▶ _PROBLEM DESCRIPTION_: Locate "the white toilet" in the listing below, then output the line holding it and every line after it, exactly and with nothing else.

BEGIN RECORDED DATA

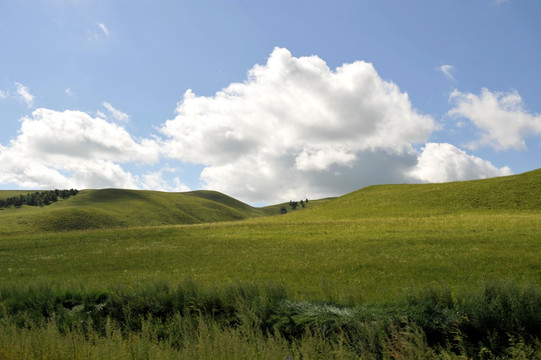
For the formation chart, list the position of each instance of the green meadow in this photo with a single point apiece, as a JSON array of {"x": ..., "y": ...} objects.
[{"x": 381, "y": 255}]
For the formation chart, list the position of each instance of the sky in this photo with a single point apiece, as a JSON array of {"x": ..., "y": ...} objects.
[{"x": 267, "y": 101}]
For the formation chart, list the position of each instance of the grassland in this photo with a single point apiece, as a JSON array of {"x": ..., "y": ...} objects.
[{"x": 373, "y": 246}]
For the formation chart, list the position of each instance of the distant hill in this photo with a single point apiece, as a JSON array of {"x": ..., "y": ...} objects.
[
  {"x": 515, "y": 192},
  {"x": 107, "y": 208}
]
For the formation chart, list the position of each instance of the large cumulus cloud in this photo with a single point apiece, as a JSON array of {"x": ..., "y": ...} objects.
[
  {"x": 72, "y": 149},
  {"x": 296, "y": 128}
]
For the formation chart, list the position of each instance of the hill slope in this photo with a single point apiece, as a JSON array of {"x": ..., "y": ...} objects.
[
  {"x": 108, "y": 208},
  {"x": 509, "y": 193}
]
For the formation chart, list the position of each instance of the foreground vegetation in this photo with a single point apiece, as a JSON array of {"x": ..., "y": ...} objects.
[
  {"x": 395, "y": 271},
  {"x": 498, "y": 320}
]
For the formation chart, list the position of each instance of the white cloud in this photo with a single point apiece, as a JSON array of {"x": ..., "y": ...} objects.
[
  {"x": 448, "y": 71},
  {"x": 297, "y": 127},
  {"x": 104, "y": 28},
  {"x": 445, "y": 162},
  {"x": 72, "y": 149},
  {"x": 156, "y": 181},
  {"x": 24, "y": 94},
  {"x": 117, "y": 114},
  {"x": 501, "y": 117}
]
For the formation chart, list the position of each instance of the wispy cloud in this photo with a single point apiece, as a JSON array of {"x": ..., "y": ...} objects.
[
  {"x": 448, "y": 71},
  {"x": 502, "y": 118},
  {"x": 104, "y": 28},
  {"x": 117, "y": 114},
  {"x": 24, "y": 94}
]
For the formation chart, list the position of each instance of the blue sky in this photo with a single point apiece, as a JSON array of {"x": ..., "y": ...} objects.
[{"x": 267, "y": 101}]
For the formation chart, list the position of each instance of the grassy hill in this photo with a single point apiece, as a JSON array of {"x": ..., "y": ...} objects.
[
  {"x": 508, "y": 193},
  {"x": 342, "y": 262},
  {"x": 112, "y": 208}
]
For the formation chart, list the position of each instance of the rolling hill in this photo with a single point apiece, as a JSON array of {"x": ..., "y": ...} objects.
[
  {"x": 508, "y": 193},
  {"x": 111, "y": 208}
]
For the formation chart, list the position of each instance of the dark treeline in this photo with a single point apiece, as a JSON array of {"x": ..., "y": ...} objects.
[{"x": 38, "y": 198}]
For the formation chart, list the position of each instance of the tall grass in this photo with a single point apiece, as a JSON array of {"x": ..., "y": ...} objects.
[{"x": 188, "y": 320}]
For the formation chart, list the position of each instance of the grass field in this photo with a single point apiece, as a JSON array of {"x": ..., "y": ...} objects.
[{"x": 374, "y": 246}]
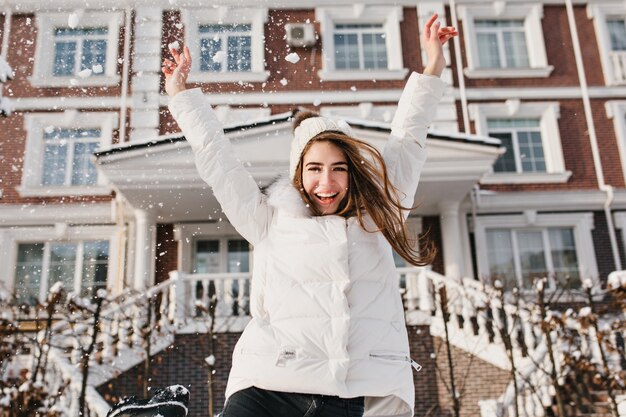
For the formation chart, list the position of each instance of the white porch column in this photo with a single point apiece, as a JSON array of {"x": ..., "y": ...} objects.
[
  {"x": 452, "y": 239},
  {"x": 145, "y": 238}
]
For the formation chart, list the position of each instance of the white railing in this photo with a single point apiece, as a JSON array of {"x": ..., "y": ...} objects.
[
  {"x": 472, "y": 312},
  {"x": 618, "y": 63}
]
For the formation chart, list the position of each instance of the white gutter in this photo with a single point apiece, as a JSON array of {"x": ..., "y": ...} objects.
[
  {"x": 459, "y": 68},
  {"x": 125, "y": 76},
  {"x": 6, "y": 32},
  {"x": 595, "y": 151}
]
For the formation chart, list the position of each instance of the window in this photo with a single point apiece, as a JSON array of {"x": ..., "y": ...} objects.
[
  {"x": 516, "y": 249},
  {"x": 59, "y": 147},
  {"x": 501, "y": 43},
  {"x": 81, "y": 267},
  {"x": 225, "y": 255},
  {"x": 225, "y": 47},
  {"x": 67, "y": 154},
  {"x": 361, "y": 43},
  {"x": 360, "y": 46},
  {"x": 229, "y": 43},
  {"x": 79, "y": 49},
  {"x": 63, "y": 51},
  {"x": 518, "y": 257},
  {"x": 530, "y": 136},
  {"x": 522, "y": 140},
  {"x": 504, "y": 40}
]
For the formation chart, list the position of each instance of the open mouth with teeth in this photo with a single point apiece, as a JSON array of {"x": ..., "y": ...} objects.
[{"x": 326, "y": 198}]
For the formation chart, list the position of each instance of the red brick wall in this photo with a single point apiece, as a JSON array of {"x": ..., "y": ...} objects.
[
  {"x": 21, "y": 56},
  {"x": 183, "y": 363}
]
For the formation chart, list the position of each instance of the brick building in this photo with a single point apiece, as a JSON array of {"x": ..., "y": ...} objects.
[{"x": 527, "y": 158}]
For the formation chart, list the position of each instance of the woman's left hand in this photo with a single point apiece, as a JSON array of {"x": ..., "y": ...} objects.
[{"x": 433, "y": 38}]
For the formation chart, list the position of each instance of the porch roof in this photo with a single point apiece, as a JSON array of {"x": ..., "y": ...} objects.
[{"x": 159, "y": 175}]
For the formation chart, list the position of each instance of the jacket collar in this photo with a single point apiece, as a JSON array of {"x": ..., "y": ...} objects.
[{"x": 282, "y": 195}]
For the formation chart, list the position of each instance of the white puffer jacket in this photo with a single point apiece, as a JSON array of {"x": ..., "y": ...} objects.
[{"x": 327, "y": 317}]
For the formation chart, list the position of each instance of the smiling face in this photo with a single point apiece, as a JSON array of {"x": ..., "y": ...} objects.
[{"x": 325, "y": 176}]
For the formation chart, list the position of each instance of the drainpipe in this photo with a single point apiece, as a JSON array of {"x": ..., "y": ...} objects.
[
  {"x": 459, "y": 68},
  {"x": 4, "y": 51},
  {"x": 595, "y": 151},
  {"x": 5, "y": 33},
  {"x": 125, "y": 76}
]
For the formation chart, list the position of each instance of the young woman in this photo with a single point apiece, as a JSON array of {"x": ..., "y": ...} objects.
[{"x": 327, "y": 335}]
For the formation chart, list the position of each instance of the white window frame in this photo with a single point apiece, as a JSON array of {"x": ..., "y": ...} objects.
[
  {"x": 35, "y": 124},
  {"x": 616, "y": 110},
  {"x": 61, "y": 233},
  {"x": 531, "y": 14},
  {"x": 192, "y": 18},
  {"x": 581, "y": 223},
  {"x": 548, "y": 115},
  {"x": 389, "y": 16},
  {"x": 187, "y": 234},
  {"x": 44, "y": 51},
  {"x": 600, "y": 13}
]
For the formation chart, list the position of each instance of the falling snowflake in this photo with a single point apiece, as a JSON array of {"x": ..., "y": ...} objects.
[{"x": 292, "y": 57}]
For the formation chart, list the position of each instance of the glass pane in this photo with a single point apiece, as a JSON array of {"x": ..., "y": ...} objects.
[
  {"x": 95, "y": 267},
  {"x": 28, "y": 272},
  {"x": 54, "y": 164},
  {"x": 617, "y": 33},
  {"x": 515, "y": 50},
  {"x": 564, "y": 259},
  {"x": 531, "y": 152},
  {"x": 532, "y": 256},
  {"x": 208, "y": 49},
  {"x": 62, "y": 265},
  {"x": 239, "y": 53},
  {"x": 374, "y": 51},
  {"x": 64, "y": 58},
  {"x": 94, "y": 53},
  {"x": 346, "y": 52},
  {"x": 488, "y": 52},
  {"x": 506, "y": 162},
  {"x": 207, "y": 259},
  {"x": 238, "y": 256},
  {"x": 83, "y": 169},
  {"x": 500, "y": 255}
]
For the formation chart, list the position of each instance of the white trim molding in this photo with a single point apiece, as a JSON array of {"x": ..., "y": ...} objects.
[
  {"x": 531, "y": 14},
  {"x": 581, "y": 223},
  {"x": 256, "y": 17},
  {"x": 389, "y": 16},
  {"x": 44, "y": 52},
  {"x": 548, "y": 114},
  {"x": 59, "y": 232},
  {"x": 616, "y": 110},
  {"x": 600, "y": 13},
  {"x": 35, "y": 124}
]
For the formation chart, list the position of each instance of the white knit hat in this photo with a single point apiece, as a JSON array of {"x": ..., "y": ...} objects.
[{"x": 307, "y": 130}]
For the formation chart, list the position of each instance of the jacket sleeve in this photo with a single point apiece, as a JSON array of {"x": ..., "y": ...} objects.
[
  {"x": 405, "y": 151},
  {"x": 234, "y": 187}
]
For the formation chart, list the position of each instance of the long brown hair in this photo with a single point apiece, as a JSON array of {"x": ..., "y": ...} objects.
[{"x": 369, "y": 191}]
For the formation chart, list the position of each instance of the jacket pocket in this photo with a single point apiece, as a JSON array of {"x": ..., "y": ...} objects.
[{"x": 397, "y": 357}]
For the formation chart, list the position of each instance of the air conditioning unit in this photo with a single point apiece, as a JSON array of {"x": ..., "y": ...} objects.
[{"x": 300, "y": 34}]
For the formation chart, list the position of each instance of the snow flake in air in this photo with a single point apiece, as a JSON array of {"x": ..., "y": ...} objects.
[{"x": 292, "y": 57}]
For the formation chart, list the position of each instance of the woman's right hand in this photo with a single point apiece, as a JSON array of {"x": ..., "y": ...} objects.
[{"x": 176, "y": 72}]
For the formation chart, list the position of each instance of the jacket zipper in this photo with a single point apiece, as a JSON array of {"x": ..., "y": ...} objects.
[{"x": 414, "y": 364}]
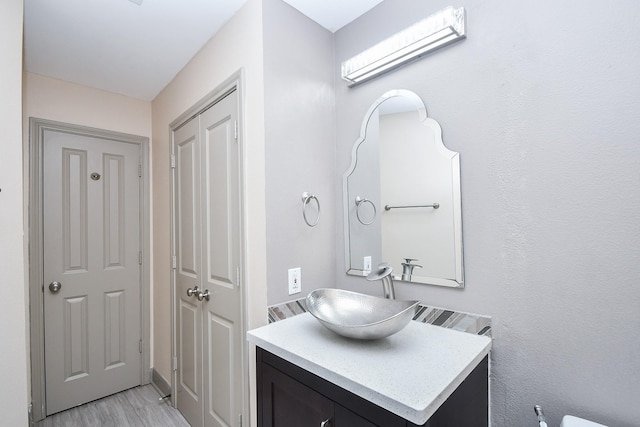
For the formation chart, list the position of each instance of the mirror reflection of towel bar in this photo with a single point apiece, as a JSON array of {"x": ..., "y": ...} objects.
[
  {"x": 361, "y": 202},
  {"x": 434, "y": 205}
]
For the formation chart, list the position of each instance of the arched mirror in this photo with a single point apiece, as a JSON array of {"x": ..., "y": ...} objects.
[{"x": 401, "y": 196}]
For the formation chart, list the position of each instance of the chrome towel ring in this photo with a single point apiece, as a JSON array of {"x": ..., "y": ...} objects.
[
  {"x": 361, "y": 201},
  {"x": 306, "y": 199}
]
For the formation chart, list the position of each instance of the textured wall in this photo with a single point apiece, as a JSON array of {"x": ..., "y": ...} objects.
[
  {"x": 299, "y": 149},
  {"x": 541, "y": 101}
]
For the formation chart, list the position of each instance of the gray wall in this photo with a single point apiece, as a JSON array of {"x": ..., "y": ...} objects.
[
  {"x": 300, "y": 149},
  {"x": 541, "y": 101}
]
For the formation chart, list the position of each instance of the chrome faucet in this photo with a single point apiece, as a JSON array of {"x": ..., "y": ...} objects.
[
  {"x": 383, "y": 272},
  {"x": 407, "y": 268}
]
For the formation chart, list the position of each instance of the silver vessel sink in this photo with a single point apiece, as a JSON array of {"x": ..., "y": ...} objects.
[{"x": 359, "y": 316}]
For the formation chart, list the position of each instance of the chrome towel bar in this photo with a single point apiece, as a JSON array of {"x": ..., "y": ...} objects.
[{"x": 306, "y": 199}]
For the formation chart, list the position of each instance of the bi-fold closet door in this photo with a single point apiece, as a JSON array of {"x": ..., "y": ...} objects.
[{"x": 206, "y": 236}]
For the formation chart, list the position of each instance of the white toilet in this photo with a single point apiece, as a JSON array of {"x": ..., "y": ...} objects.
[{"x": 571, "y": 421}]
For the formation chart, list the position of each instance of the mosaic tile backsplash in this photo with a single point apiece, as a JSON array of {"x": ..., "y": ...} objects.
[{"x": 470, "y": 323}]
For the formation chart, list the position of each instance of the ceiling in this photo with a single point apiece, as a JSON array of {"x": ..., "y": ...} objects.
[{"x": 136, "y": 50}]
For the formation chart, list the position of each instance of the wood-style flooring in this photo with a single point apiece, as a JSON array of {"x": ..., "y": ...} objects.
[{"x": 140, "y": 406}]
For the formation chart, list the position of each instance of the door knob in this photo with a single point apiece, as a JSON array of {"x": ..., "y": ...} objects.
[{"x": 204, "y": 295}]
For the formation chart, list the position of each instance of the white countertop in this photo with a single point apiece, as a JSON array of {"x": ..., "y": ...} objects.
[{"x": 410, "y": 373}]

END RECORDED DATA

▶ _OUTPUT_:
For the formation chart, list the position of each instance of the white toilet in this photo with a single point apiece, as a JSON array of {"x": ..., "y": ...} objects.
[{"x": 571, "y": 421}]
For the formation chart, list the position of each instance of the mosaic tile backsplash in this photo with a single point apiece, as a JSON array of {"x": ..., "y": ...} objects.
[{"x": 470, "y": 323}]
For the formation chart, list the position of each instance of the ceiling in this photo with a single point apiece, as a JSON array of {"x": ..., "y": ...} objects.
[{"x": 136, "y": 50}]
For the formation chart, list the position of each instance of the wood-style flooring in this photo with a single point apiece, as a JSON array of {"x": ..., "y": ...} objects.
[{"x": 140, "y": 406}]
For the formation chart, list the position of each instance of the door knob in this photo with a single point apiece, as a JSON array of {"x": ..., "y": ...} objects.
[{"x": 204, "y": 295}]
For the formation chart, list the position of each instance of the white countertop in this photo with a single point apiece, as a JSON array of {"x": ..., "y": ...} objects.
[{"x": 410, "y": 373}]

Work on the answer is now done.